MATERIALS PROVIDED START
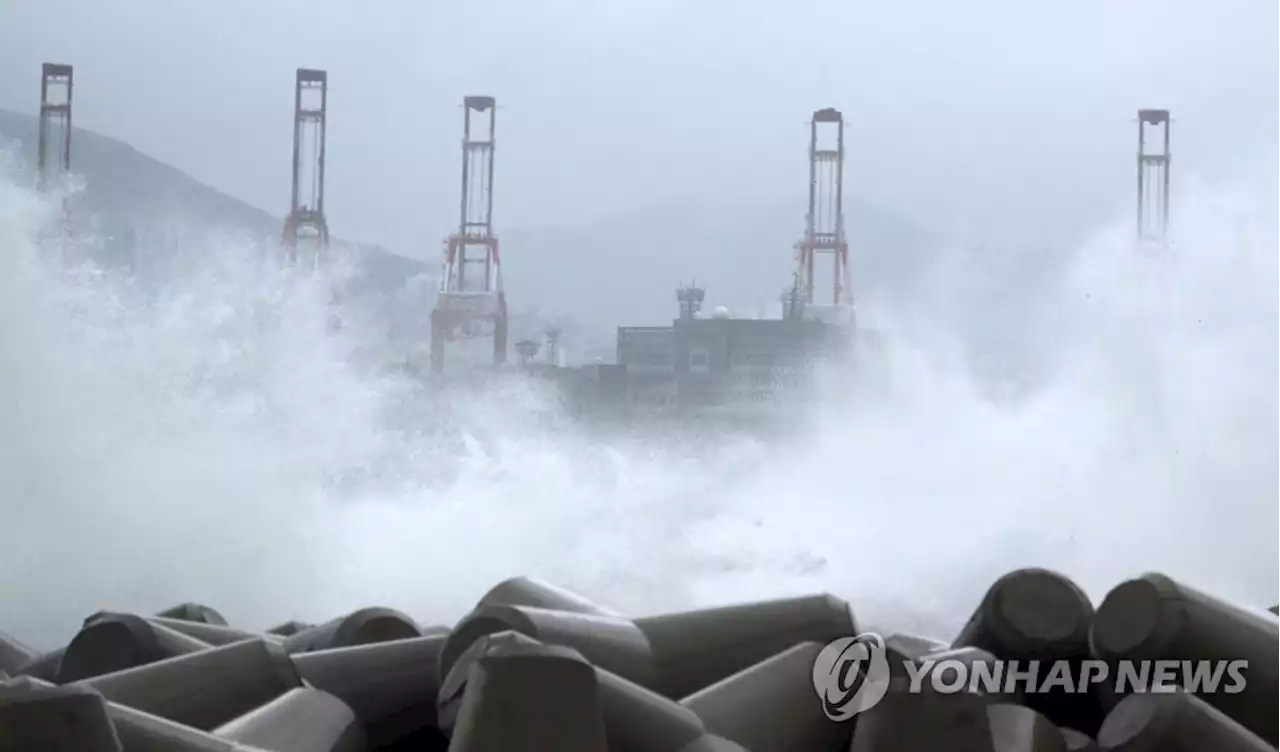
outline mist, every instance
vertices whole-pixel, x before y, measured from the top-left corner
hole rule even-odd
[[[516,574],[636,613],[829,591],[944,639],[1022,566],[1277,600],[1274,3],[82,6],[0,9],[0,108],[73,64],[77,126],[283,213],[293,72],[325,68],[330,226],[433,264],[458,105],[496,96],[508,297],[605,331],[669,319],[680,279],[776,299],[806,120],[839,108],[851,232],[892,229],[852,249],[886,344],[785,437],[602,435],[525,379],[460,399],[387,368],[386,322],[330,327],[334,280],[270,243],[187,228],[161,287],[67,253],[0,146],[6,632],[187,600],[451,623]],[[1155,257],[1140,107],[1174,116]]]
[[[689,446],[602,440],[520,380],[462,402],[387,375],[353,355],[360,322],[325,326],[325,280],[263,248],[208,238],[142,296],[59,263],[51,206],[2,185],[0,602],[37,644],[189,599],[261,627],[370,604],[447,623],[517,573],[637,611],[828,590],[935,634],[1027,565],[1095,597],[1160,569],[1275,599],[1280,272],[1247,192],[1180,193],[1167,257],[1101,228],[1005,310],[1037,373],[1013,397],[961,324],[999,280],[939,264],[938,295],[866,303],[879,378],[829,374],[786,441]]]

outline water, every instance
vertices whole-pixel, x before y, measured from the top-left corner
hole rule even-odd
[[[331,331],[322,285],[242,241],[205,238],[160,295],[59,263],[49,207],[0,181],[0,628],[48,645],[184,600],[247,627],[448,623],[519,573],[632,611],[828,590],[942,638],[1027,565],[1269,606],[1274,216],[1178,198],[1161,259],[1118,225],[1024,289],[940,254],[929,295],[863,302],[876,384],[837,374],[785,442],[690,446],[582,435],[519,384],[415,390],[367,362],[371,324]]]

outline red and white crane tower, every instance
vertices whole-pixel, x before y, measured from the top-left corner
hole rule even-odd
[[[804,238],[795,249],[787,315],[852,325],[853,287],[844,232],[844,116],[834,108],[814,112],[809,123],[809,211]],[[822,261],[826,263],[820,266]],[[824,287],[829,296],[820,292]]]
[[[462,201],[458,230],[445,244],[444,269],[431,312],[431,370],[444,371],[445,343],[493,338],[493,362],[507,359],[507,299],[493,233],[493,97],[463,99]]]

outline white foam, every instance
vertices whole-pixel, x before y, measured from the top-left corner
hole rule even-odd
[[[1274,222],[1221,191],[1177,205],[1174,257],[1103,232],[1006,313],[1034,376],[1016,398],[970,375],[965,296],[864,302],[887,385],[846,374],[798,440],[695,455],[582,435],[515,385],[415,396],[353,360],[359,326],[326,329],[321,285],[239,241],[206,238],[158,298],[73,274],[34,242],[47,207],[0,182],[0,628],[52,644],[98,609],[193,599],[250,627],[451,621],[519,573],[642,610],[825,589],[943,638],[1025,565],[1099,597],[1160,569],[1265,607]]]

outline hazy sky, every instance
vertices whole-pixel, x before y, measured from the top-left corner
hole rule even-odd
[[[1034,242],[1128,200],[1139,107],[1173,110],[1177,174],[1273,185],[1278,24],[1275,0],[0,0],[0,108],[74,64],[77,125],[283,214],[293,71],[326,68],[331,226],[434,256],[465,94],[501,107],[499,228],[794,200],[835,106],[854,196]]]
MATERIALS PROVIDED END
> _TASK PROMPT_
Exactly as written, print each entry, leaving all pictures out.

> _RESPONSE_
outline mist, every instance
vertices whole-pixel, x before y, measured from the top-left corner
hole rule even-odd
[[[516,574],[636,613],[829,591],[944,639],[1022,566],[1277,600],[1274,3],[82,6],[0,9],[0,108],[73,64],[77,126],[283,213],[293,72],[325,68],[330,226],[433,264],[458,105],[496,96],[508,297],[605,331],[669,319],[680,279],[776,299],[806,120],[839,108],[851,232],[892,229],[852,249],[886,344],[785,437],[602,435],[525,379],[460,399],[387,368],[386,322],[330,327],[334,280],[270,243],[187,228],[161,287],[67,253],[0,146],[6,632],[187,600],[451,623]],[[1155,257],[1140,107],[1174,116]]]
[[[689,446],[602,440],[520,380],[462,402],[387,375],[353,355],[360,322],[325,326],[325,280],[263,248],[208,238],[142,296],[59,263],[51,206],[2,185],[0,602],[37,644],[189,599],[261,627],[370,604],[447,623],[517,573],[637,611],[828,590],[935,634],[1027,565],[1095,597],[1160,569],[1275,599],[1280,272],[1247,192],[1180,193],[1167,257],[1101,228],[1005,310],[1037,373],[1013,397],[961,324],[999,280],[939,264],[938,295],[866,303],[879,378],[829,374],[786,441]]]

outline water, every instance
vertices whole-pixel, x before y, measured from the top-left corner
hole rule even-odd
[[[331,331],[322,285],[242,241],[205,238],[160,295],[59,263],[49,207],[0,181],[0,628],[48,645],[184,600],[247,627],[448,623],[519,573],[632,611],[828,590],[942,638],[1027,565],[1269,606],[1274,216],[1178,198],[1161,259],[1118,225],[1024,289],[940,254],[929,295],[863,302],[876,384],[837,374],[785,442],[690,446],[582,435],[519,384],[415,390],[367,362],[371,324]]]

outline red and white crane tower, every instance
vertices whole-pixel, x before y, measured from the top-left corner
hole rule even-odd
[[[804,238],[795,249],[787,315],[852,325],[853,287],[844,232],[844,116],[834,108],[814,112],[809,123],[809,211]],[[822,261],[826,263],[820,266]],[[824,287],[829,296],[820,292]]]
[[[462,201],[458,230],[445,244],[444,269],[431,312],[431,370],[444,371],[445,343],[493,338],[493,362],[507,359],[507,299],[493,233],[493,97],[463,99]]]

outline white foam, every instance
vertices whole-pixel, x before y, measured from the top-left corner
hole rule even-odd
[[[1274,222],[1221,191],[1177,205],[1174,257],[1103,232],[1006,313],[1034,376],[1016,398],[970,375],[965,296],[864,302],[887,385],[846,374],[798,440],[695,455],[582,435],[515,385],[415,396],[353,360],[359,326],[326,329],[321,285],[239,241],[206,238],[158,298],[73,274],[34,242],[47,207],[0,182],[0,628],[52,644],[98,609],[193,599],[250,627],[451,621],[519,573],[642,610],[825,589],[943,638],[1025,565],[1099,597],[1160,569],[1265,607]]]

outline hazy sky, every instance
vertices whole-pixel, x before y, measured from the top-left corner
hole rule even-odd
[[[1034,242],[1128,200],[1139,107],[1173,110],[1177,174],[1273,185],[1278,24],[1275,0],[0,0],[0,108],[74,64],[77,125],[283,214],[293,71],[326,68],[331,226],[434,256],[465,94],[501,107],[499,228],[794,200],[835,106],[854,196]]]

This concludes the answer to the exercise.